__ИЗВЛЕЧЁННЫЕ ДАННЫЕ__.
──────

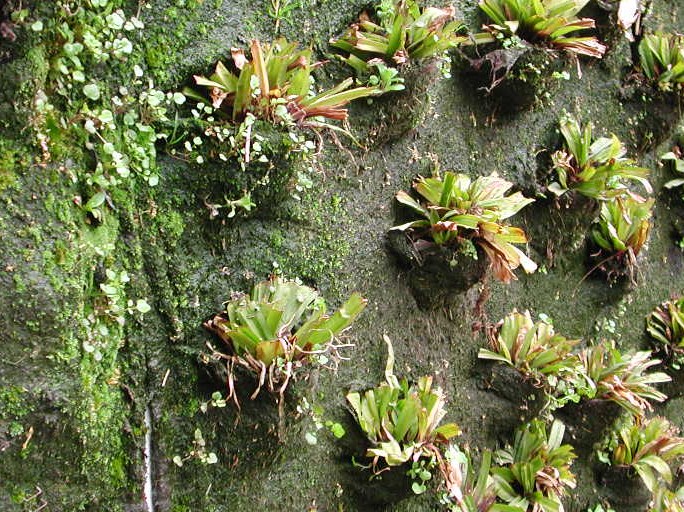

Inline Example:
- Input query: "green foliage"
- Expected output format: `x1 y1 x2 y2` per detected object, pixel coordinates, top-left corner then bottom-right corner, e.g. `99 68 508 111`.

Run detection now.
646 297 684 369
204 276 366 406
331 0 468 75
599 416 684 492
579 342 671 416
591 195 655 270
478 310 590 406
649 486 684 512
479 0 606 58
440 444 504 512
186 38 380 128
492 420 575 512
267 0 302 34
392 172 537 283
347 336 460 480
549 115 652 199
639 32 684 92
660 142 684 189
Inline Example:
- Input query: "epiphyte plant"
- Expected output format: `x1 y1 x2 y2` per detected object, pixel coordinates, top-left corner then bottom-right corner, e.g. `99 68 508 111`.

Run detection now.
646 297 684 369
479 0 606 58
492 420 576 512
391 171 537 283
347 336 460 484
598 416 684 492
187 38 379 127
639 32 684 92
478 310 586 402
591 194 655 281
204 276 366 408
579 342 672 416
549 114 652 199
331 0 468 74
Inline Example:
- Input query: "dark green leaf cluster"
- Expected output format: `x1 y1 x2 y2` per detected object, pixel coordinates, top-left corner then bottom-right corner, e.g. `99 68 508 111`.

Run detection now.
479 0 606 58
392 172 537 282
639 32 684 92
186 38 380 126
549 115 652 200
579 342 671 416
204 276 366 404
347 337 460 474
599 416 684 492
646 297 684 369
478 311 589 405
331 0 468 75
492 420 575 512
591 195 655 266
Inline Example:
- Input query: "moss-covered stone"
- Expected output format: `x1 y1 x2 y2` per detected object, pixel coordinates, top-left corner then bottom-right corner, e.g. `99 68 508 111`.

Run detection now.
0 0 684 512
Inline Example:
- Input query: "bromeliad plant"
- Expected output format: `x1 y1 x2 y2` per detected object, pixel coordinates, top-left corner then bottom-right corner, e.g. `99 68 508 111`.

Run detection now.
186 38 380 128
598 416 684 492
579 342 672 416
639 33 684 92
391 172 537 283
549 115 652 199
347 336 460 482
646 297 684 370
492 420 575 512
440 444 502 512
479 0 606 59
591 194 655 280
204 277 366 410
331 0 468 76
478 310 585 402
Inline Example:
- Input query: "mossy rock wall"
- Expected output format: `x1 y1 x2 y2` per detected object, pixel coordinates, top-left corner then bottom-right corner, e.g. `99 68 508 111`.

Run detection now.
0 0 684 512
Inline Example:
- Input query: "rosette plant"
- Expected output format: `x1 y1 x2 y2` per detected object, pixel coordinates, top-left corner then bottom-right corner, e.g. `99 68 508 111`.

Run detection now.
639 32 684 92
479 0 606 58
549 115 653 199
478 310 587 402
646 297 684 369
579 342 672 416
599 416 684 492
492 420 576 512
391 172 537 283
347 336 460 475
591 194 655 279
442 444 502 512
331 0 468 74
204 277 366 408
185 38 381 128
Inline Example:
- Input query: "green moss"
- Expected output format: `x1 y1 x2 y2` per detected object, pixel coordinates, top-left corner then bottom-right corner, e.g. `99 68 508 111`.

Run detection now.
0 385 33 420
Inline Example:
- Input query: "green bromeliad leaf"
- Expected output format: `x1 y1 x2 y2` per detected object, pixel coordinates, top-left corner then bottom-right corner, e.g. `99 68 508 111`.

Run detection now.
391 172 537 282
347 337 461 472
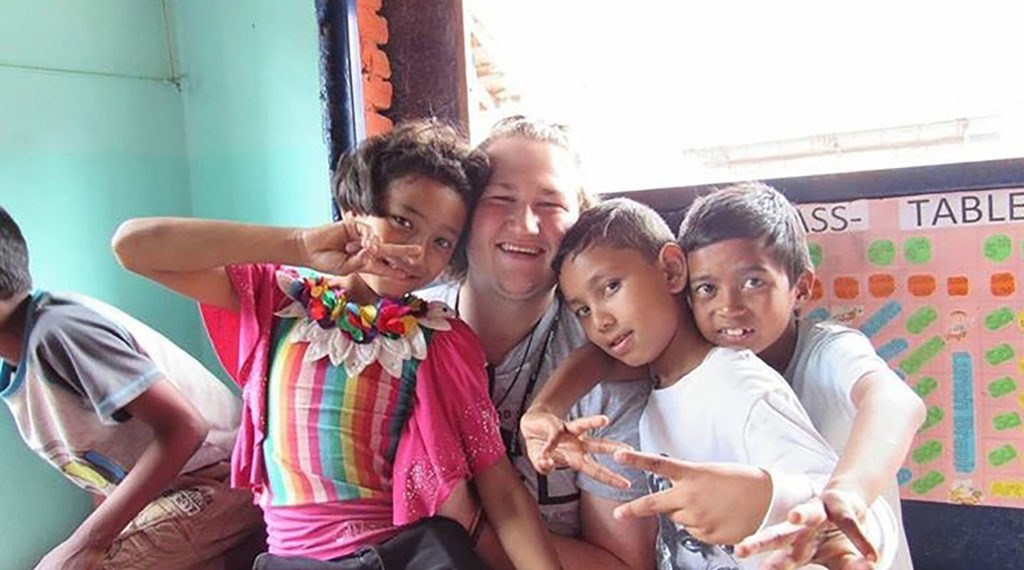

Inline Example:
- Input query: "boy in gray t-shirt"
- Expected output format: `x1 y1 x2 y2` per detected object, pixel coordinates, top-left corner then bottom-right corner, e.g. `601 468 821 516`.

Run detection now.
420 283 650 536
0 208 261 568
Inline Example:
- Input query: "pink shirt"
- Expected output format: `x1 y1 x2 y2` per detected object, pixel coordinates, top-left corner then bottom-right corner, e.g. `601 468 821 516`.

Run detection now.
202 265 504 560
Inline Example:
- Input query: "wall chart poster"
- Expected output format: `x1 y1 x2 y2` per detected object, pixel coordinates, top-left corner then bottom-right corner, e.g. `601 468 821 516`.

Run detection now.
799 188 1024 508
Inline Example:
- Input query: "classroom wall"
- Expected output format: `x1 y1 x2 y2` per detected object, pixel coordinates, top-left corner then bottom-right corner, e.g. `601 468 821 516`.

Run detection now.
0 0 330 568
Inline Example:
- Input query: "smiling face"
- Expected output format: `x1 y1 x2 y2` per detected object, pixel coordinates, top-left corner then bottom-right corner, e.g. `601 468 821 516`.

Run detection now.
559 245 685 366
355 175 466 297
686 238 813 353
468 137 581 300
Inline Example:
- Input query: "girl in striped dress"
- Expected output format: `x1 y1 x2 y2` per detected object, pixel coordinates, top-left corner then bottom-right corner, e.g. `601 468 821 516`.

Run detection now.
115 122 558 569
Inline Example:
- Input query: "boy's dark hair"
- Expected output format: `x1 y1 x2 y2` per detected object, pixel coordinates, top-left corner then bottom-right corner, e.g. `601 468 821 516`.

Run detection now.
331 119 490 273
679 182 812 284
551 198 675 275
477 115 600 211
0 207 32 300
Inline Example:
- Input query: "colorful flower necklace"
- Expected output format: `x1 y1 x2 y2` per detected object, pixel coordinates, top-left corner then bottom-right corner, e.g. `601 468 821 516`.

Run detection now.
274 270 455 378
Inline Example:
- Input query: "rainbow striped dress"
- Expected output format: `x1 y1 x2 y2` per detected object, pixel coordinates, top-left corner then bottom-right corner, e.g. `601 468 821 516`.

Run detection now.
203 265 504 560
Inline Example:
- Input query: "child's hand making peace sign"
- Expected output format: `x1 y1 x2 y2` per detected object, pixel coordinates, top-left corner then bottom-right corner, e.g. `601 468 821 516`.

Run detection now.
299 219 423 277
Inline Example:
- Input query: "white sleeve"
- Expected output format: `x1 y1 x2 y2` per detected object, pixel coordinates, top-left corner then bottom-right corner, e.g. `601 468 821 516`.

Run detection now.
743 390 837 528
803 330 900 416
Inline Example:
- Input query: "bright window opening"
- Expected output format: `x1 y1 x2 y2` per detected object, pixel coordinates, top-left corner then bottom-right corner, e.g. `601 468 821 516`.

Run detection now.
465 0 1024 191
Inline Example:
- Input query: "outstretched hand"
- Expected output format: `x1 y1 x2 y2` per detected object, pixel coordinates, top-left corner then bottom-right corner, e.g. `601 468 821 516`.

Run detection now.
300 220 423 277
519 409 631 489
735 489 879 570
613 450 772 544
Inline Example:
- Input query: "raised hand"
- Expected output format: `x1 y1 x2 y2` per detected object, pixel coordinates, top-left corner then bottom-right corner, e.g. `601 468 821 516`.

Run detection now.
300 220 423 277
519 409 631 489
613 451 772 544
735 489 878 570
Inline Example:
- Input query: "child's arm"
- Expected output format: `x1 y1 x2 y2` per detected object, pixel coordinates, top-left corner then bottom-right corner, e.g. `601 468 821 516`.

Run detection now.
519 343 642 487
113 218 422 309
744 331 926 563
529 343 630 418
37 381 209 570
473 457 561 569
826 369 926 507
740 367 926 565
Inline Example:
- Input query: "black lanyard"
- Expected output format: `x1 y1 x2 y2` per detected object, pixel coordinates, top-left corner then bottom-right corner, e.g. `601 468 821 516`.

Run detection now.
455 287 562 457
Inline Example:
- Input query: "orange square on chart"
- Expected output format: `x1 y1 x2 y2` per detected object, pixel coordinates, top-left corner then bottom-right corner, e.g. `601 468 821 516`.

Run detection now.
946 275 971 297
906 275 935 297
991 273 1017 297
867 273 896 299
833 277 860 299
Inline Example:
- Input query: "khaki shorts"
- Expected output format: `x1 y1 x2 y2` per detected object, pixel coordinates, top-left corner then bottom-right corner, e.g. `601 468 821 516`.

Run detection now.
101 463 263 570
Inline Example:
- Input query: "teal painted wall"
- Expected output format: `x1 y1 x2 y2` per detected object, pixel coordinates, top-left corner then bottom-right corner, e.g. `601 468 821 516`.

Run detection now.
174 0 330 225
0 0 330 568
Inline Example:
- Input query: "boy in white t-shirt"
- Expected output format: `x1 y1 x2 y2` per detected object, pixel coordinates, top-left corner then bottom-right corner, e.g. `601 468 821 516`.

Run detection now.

──────

__ПОСТАНОВКА ЗАДАЧИ__.
Выберите из записей выше все строки, где встречается слово «leaf», и перепишите их.

__РЕШЕНИЕ ЗАДАЧИ__.
- Input query: "dark green leaf cluster"
- Input query: "green bromeliad leaf"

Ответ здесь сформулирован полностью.